The LSAT's meaning of "paradoxical"

    • July 18, 2016 at 5:34 pm #2265
      podelljacob
      Participant

      Dear Mike,
      I am now deep in the Trainer (and it’s excellent, but I digress) and I was working on Reading Comp Set 1 Drill where I ran into a question that I 100% thought I got right, and I got it wrong. Specifically, PT53, S4, Q14: I wasn’t super happy with D (“contrast the legal theories of past eras…”) but that’s what I put because it was reasonable and because I had eliminated all the other answers, including A.
      In fact, I immediately crossed-off A because of the word “paradoxical.” While the piece hinted that this practice wasn’t ideal, I thought there was nothing inherently contradictory or fundamentally illogical about studying old English common law. After checking my work off the answer key, I looked up the definition of “paradox,” and Merriam-Webster (http://www.merriam-webster.com/dictionary/paradox) has this as a definition (albeit a secondary one): “a tenet contrary to received opinion.”

++++++++

■ Aim A:
Reproduce everything in the forum post on the word "paradoxical" from "The LSAT's meaning" down to "answers, including A.", with no changes.

++++++++

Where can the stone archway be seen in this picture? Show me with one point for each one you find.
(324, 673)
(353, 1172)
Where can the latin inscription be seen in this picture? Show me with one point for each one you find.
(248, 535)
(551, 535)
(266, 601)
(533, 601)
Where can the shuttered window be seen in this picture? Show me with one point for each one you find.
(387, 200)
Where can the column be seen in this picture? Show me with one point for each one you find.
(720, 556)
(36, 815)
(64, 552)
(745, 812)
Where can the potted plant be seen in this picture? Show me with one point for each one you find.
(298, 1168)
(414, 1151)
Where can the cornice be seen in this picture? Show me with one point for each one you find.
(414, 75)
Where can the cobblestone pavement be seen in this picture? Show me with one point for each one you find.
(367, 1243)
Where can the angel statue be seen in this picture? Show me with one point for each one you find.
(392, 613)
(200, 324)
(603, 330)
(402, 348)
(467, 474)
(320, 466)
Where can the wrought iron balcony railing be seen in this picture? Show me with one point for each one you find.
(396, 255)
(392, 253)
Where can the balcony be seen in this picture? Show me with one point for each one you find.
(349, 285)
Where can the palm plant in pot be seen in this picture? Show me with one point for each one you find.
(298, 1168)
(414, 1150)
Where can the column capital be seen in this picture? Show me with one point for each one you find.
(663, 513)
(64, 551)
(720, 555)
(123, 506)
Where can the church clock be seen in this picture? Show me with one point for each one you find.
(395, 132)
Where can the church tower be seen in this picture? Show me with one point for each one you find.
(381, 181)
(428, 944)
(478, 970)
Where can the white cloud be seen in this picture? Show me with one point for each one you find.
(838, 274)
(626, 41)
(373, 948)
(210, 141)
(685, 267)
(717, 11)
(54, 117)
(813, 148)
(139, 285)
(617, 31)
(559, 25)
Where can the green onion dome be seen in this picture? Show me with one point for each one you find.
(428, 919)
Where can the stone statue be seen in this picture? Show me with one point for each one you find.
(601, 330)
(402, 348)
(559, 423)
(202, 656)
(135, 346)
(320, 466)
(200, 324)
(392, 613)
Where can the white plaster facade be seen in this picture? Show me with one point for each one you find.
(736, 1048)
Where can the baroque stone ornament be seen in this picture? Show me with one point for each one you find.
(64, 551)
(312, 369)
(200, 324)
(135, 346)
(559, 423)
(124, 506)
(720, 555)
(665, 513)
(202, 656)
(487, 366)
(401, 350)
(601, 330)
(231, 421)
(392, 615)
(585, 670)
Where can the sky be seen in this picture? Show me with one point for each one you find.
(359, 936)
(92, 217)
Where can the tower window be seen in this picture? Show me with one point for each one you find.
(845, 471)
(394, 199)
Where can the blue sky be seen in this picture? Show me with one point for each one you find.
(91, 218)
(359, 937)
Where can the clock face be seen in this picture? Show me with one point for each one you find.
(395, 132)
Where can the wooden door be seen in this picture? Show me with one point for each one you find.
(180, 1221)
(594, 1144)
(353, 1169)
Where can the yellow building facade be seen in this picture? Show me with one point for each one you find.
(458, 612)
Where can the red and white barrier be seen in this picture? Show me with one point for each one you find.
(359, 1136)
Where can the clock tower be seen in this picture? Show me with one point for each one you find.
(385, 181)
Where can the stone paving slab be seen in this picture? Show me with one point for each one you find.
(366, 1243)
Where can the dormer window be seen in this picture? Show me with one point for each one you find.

++++++++

■ Aim B:
Find each line in the entries that contains the string "tower" and copy those lines. Case counts.

■ Full response A:
The LSAT's meaning of "paradoxical"

    • July 18, 2016 at 5:34 pm #2265
      podelljacob
      Participant

      Dear Mike,
      I am now deep in the Trainer (and it’s excellent, but I digress) and I was working on Reading Comp Set 1 Drill where I ran into a question that I 100% thought I got right, and I got it wrong. Specifically, PT53, S4, Q14: I wasn’t super happy with D (“contrast the legal theories of past eras…”) but that’s what I put because it was reasonable and because I had eliminated all the other answers, including A.

■ Full response B:
Where can the church tower be seen in this picture? Show me with one point for each one you find.
Where can the tower window be seen in this picture? Show me with one point for each one you find.
Where can the clock tower be seen in this picture? Show me with one point for each one you find.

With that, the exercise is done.